* begin *

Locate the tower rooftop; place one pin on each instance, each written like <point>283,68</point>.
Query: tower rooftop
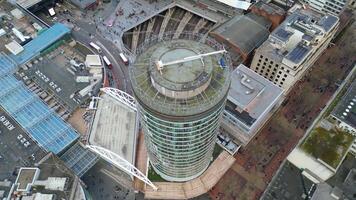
<point>180,89</point>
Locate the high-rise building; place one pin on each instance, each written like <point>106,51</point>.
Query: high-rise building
<point>181,87</point>
<point>293,47</point>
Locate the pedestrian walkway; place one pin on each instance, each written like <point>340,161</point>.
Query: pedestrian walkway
<point>195,187</point>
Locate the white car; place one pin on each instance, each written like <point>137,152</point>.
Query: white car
<point>23,140</point>
<point>26,144</point>
<point>19,137</point>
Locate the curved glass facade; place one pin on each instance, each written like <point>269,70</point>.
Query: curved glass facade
<point>180,102</point>
<point>182,149</point>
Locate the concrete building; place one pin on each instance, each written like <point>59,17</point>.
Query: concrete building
<point>293,47</point>
<point>331,7</point>
<point>180,102</point>
<point>270,11</point>
<point>242,35</point>
<point>249,104</point>
<point>345,113</point>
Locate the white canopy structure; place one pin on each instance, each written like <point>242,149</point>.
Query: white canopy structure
<point>121,163</point>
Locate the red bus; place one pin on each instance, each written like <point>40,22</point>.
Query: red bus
<point>107,62</point>
<point>124,59</point>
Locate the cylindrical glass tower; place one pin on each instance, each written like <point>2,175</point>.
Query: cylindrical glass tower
<point>181,97</point>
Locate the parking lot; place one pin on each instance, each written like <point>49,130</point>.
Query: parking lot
<point>13,152</point>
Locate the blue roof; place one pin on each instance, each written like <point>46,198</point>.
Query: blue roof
<point>43,125</point>
<point>7,65</point>
<point>40,43</point>
<point>282,34</point>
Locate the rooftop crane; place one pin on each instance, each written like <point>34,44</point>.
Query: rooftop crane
<point>160,65</point>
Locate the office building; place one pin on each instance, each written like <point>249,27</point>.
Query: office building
<point>331,7</point>
<point>181,87</point>
<point>250,102</point>
<point>293,47</point>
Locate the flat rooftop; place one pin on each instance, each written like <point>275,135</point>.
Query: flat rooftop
<point>52,74</point>
<point>41,42</point>
<point>247,32</point>
<point>251,93</point>
<point>143,71</point>
<point>114,127</point>
<point>25,177</point>
<point>345,109</point>
<point>293,40</point>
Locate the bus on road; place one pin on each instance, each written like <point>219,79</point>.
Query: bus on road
<point>107,62</point>
<point>95,46</point>
<point>124,59</point>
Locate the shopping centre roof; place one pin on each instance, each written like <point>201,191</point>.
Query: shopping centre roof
<point>41,42</point>
<point>43,125</point>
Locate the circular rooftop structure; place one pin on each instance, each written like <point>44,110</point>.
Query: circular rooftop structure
<point>181,87</point>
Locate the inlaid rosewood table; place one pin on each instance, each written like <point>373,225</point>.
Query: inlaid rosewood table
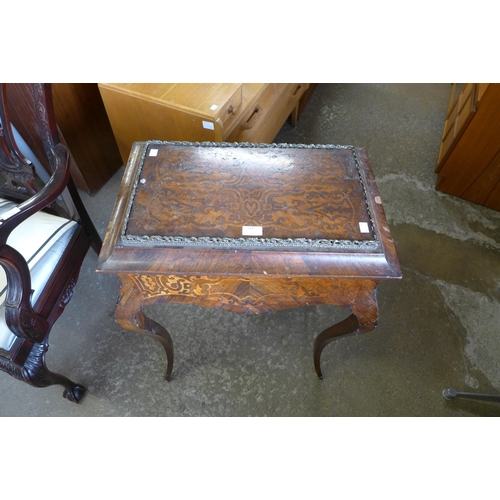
<point>248,228</point>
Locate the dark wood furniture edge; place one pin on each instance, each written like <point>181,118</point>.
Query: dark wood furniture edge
<point>123,199</point>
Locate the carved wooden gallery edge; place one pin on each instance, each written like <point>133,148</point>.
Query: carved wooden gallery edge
<point>248,228</point>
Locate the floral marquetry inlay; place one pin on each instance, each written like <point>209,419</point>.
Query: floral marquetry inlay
<point>293,196</point>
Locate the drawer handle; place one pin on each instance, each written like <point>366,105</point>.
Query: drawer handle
<point>253,118</point>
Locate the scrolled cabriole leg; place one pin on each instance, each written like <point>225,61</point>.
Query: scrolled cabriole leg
<point>129,315</point>
<point>363,319</point>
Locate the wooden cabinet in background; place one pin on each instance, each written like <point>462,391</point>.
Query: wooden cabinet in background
<point>198,112</point>
<point>84,129</point>
<point>468,163</point>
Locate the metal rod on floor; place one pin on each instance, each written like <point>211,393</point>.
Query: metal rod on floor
<point>450,394</point>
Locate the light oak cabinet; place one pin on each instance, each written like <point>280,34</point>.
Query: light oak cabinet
<point>215,112</point>
<point>468,163</point>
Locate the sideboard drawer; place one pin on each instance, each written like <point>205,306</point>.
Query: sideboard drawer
<point>266,115</point>
<point>198,112</point>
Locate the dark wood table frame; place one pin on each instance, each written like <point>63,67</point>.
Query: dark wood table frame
<point>316,233</point>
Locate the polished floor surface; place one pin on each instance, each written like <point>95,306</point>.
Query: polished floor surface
<point>438,326</point>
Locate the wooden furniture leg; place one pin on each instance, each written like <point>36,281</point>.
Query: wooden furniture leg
<point>35,372</point>
<point>363,319</point>
<point>129,315</point>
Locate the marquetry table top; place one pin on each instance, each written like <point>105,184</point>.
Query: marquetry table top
<point>232,201</point>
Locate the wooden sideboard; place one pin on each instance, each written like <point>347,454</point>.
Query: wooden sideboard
<point>468,163</point>
<point>84,129</point>
<point>199,112</point>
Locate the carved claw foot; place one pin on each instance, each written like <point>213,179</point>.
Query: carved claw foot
<point>74,394</point>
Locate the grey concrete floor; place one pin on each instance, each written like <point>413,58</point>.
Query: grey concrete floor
<point>438,326</point>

* end *

Write out all of the data above again, but put "one marker" in place of each "one pin" and keep everything else unchanged. Leave the pictures out of your answer.

Locate the tower rooftop; place one marker on each instance, each written like <point>283,68</point>.
Query: tower rooftop
<point>180,89</point>
Locate the high-rise building; place one marker on each instance, each written like <point>106,51</point>.
Query: high-rise building
<point>181,87</point>
<point>293,47</point>
Locate the pedestrian walkway; place one marker on each instance, each written like <point>340,161</point>.
Query: pedestrian walkway
<point>195,187</point>
Locate the white car; place one marker on each instance, each written like <point>137,152</point>.
Query: white car
<point>23,140</point>
<point>26,144</point>
<point>19,137</point>
Locate the curved glass facade; place one marker on each instance, each written like <point>269,70</point>.
Query: curved glass facade
<point>180,102</point>
<point>182,149</point>
Locate the concrete building; place one marker on each instance, each written like <point>59,17</point>.
Query: concrete building
<point>293,47</point>
<point>331,7</point>
<point>180,102</point>
<point>270,11</point>
<point>242,35</point>
<point>249,104</point>
<point>345,113</point>
Locate the white canopy structure; place one marker on each instance, each written like <point>242,149</point>.
Query: white canopy structure
<point>121,163</point>
Locate the red bus; place one marker on each instance, each written like <point>40,22</point>.
Query: red bus
<point>107,62</point>
<point>124,59</point>
Locate the cylindrical glass tower; place one marker on each instance, each written like <point>2,175</point>.
Query: cylindrical glass tower
<point>181,97</point>
Locate the parking lot; place one marker on each instance, each written like <point>49,130</point>.
Query: parking lot
<point>13,152</point>
Locate the blue roof; place one marker on each instance, each written like <point>46,198</point>.
Query: blue roof
<point>43,125</point>
<point>7,65</point>
<point>40,43</point>
<point>282,34</point>
Locate the rooftop crane; place one marker on each instance, each written like <point>34,44</point>.
Query: rooftop crane
<point>160,65</point>
Locate the office building; place one marker on each instance, each written like <point>249,27</point>.
Query: office building
<point>331,7</point>
<point>181,87</point>
<point>250,102</point>
<point>293,47</point>
Locate the flat rooftop; place one marker on each instance, each written like <point>275,135</point>.
Query: flat rooftop
<point>52,74</point>
<point>41,42</point>
<point>247,32</point>
<point>251,93</point>
<point>143,71</point>
<point>114,127</point>
<point>25,177</point>
<point>345,109</point>
<point>293,40</point>
Locate the bus on road; place one marker on each instance, each written like <point>219,79</point>.
Query: bus on road
<point>107,62</point>
<point>95,46</point>
<point>124,59</point>
Locate the shopping centre roof; place one marker on each instance, each written like <point>201,191</point>.
Query: shopping centre roof
<point>41,42</point>
<point>43,125</point>
Locate the circular rooftop structure; place one marker on each instance, each written like <point>44,110</point>.
Query: circular rooftop structure
<point>181,87</point>
Locate the inlaid rosewood table; place one marker on each instance, each written like <point>373,225</point>.
Query: inlaid rosewood table
<point>248,228</point>
Locate the dark wood furniture edge; place one marker on each instance, each written like <point>181,118</point>.
Query: dark wood furniture edge
<point>123,199</point>
Locate the carved wooden gallery edge; place one marker on each instance, each written like <point>133,148</point>.
Query: carved wooden gallery edge
<point>248,228</point>
Locate the floral marquetry inlay; place one marker on each instance, each written like <point>209,419</point>.
Query: floral marquetry inlay
<point>293,196</point>
Locate the drawer handle; place one marker on each instance, each written like <point>366,105</point>.
Query: drawer handle
<point>253,118</point>
Locate the scrolled cabriole leg; place one marker on each instance, each written like <point>225,61</point>.
Query: scrolled cabriole leg
<point>129,315</point>
<point>363,319</point>
Locate the wooden cabinet in background; place one marker on each instance, each written like <point>462,391</point>.
Query: wooden cabinet in background
<point>198,112</point>
<point>84,129</point>
<point>468,163</point>
Locate the metal rod on floor; place one marker on each instance, each written like <point>211,393</point>.
Query: metal rod on floor
<point>450,394</point>
Locate the light oak cabinet; place one marker on each instance, each written like <point>280,34</point>.
Query: light oak cabinet
<point>215,112</point>
<point>468,163</point>
Locate the sideboard drawer; place one marker on each instance, each written like <point>205,306</point>.
Query: sideboard drawer
<point>266,115</point>
<point>198,112</point>
Locate the dark wood table frame; place one marker on each instance, each written like <point>63,67</point>.
Query: dark wood table frame
<point>316,233</point>
Locate the polished floor surface; place one marker on each instance, each written like <point>95,306</point>.
Query: polished floor surface
<point>438,326</point>
Locate the wooden furniture leg; place one marker on each instance, each written like <point>36,281</point>.
Query: wooden furniture leg
<point>35,372</point>
<point>363,319</point>
<point>129,315</point>
Locate the marquetry table top; place one marker on each instance, each written like <point>105,184</point>.
Query: marquetry table top
<point>232,201</point>
Locate the wooden sideboard; place one marker on each instance, each written like <point>347,454</point>.
Query: wooden sideboard
<point>468,163</point>
<point>84,129</point>
<point>199,112</point>
Locate the carved claw foot; place one marker on each instance, each written like <point>213,179</point>.
Query: carved claw foot
<point>74,394</point>
Locate the grey concrete floor; place one marker on each instance, each written like <point>413,58</point>.
Query: grey concrete floor
<point>438,326</point>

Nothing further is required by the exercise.